# DOCUMENT SECTION:
Later that winter, Nowicki’s niece, Linda, wrote a heartfelt tribute to her uncle as a letter to the editor. Linda’s letter reflected the thoughts the family during a very difficult time.

“There are 49 years of wonderful memories and we owe it to him to cherish those instead of the shocking way he died,” wrote Nowicki’s niece.

The sheriff’s department isn’t saying much about the Nowicki case, but continues to pursue leads. Detective Ben Goehring has been assigned the case, along with help from DCI.

“I do know that solving that case is very important to Sheriff Oleson,” Goyette said. “The Nowicki family still lives in the area and we would like to bring justice for the family so they have closure.”

Backeberg goes missing

What would prompt a young mother to leave her world behind and disappear in a city hundreds of miles away?

It’s the burning question baffling Sauk County detectives for 55 years. Audrey Jean Backeberg left her home in Reedsburg the day after her 20th birthday, traveled to Indianapolis, Indiana and hasn’t been seen since July 7, 1962. Little is known as to why Backeberg would leave her husband and two children behind, but a troubled marriage might have been the cause. Backeberg filed a domestic abuse claim against her husband a couple days prior to her disappearance. She told police he beat her, causing head injuries.

 

Audrey Backeberg left her home in Reedsburg in July of 1962 and was never seen again. She hitchhiked to Madison, took a Greyhound bus to Indianapolis and walked away from her life in Wisconsin.

 

According to Detective Lt. Chris Zunker of the Sauk County Sheriff’s Office, Backeberg left with a 14-year-old girl, hitch-hiked to Madison and boarded a Greyhound bus to Indianapolis. The juvenile runaway became nervous and turned herself into police, but Backeberg apparently had no desire to return to Reedsburg. She reportedly stated she didn’t want to return, walked away from the bus stop and hasn’t been since.

# ACTIVITY LIST:
1) In the cold-case article, rewrite everything from "What would prompt" down to "causing head injuries.", replacing "young mother" with "young woman".
2) List every person the cold-case article refers to by name.
3) According to the cold-case article, how old was the girl who left with Backeberg?

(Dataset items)
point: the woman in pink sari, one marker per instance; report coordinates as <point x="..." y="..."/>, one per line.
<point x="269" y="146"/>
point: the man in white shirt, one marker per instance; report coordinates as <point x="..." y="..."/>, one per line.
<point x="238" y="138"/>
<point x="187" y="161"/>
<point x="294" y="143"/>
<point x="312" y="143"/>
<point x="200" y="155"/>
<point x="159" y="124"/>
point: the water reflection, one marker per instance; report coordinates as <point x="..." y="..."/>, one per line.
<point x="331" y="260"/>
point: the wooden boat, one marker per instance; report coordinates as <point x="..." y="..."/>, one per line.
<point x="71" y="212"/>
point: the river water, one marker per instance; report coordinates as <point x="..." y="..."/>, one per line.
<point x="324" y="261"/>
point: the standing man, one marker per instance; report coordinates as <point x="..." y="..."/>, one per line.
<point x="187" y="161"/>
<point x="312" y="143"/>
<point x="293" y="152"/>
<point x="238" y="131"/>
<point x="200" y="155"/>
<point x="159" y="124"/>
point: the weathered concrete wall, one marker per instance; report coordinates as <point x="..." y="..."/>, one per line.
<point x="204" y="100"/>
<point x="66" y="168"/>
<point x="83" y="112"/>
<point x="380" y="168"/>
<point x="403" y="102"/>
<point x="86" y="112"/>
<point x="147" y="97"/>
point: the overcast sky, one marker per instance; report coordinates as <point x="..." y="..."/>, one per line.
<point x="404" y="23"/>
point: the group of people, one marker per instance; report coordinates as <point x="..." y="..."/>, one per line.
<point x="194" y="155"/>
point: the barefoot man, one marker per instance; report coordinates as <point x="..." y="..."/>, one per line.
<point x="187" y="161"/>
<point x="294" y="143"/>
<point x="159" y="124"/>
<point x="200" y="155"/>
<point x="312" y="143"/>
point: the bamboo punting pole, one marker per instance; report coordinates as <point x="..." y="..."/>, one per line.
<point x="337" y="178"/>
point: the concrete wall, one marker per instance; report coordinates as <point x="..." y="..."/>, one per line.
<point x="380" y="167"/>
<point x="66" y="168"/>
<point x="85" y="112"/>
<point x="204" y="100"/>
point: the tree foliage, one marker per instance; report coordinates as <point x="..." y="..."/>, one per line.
* * *
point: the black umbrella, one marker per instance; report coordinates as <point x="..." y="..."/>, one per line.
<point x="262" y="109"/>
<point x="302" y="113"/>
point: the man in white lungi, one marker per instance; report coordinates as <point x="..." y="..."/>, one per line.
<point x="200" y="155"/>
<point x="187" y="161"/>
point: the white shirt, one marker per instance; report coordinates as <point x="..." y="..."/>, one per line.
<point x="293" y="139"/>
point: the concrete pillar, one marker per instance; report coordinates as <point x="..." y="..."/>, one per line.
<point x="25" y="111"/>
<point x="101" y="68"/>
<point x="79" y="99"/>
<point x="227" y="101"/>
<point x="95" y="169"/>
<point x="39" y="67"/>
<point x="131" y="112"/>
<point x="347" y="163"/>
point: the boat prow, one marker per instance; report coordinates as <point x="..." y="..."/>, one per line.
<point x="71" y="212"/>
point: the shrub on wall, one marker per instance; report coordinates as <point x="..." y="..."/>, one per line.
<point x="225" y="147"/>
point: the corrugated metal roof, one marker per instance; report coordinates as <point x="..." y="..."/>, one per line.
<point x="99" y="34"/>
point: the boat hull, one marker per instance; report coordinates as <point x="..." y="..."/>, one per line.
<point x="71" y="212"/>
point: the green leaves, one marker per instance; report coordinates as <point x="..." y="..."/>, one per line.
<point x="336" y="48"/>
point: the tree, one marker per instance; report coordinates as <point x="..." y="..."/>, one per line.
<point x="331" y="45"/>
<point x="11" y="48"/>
---
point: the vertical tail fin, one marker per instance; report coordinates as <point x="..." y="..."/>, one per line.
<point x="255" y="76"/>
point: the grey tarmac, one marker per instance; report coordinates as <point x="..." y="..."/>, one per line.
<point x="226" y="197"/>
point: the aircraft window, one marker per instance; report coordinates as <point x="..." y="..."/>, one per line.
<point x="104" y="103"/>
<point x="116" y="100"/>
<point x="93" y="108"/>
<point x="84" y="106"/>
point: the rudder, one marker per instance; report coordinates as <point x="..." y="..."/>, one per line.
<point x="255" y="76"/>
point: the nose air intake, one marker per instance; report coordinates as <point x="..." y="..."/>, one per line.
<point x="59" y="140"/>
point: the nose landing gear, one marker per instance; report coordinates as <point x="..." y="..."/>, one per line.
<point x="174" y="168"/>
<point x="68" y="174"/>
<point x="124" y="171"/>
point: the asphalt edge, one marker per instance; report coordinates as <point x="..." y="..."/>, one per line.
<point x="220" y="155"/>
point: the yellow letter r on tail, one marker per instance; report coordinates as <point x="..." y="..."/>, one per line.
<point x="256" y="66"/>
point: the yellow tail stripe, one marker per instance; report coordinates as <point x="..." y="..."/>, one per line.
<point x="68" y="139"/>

# ANSWERS TO THE PROBLEMS:
1)
What would prompt a young woman to leave her world behind and disappear in a city hundreds of miles away?

It’s the burning question baffling Sauk County detectives for 55 years. Audrey Jean Backeberg left her home in Reedsburg the day after her 20th birthday, traveled to Indianapolis, Indiana and hasn’t been seen since July 7, 1962. Little is known as to why Backeberg would leave her husband and two children behind, but a troubled marriage might have been the cause. Backeberg filed a domestic abuse claim against her husband a couple days prior to her disappearance. She told police he beat her, causing head injuries.

2)
Nowicki
Linda
Ben Goehring
Sheriff Oleson
Goyette
Audrey Jean Backeberg
Chris Zunker

3) She was 14 years old.